The response must be a precise copy of the records that follow.
Start of RAW DATA
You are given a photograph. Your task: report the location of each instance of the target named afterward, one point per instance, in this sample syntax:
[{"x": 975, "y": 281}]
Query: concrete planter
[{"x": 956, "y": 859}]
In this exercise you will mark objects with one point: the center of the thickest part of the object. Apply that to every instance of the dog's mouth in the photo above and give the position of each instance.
End of RAW DATA
- **EXERCISE SOLUTION**:
You are given a photograph. Your task: report the location of each instance of the target named afterward, one point per instance, in this sample syntax:
[{"x": 975, "y": 281}]
Query: concrete planter
[{"x": 956, "y": 859}]
In this exercise you will mark objects with one point: the center of the thickest part of the object. Apply that to every instance of the dog's mouth in the photo above and give the position of each instance.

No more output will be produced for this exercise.